→ 任务目标
能否把记录从开头直到含有“[0,0,924,1294]”的那一行（首尾两行都算在内）一字不差地照抄返回？答案里请略去图片。

=== 练习数据 ===

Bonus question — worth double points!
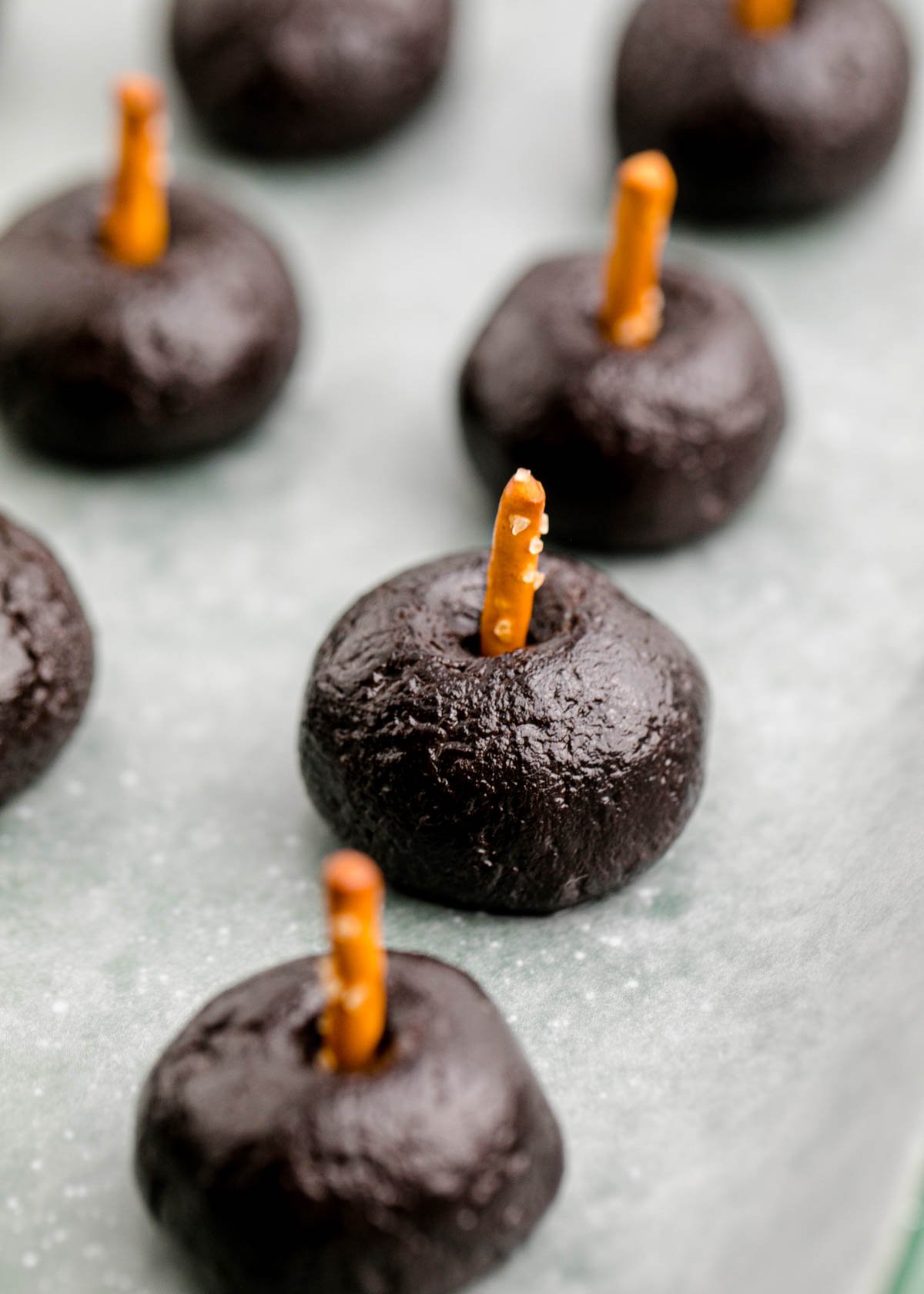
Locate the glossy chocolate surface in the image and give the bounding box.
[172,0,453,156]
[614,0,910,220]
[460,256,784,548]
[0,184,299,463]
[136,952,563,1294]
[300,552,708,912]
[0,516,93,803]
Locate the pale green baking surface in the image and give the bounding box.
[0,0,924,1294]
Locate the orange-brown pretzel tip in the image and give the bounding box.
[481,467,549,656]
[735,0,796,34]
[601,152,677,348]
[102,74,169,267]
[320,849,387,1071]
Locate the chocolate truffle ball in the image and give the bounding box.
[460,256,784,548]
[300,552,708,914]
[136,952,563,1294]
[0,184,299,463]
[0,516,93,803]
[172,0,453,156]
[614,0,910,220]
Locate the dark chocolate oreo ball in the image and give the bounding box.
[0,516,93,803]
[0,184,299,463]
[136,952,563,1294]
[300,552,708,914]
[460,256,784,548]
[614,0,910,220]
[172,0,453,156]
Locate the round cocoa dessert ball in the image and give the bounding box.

===

→ 练习结果
Bonus question — worth double points!
Locate the glossy chocolate surface in the image and give the bounding box.
[172,0,453,156]
[614,0,910,220]
[460,256,784,548]
[0,184,299,463]
[136,952,563,1294]
[300,552,708,912]
[0,516,93,803]
Locate the pale green baking surface in the image and give the bounding box.
[0,0,924,1294]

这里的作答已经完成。